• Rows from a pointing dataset
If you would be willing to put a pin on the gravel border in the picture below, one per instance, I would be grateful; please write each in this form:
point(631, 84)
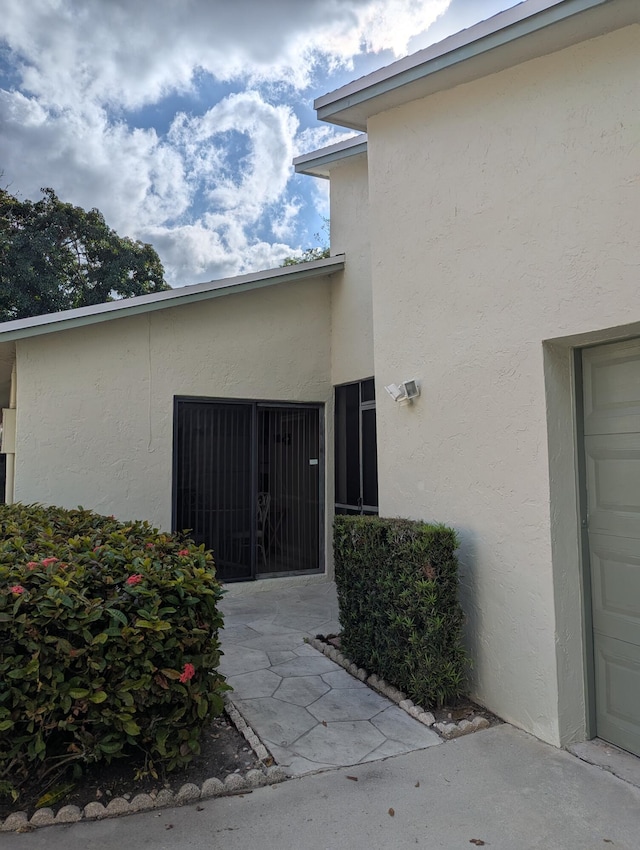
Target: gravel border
point(447, 731)
point(234, 783)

• INSTRUCTIONS TO FOLLOW
Reproduce each entry precisely. Leave the pictures out.

• RESULT FOR THIS TASK
If you would be willing to put a pin on the gravel border in the picture below, one per instance, I would be grateful; please write each in this form:
point(631, 84)
Target: gravel border
point(447, 731)
point(234, 783)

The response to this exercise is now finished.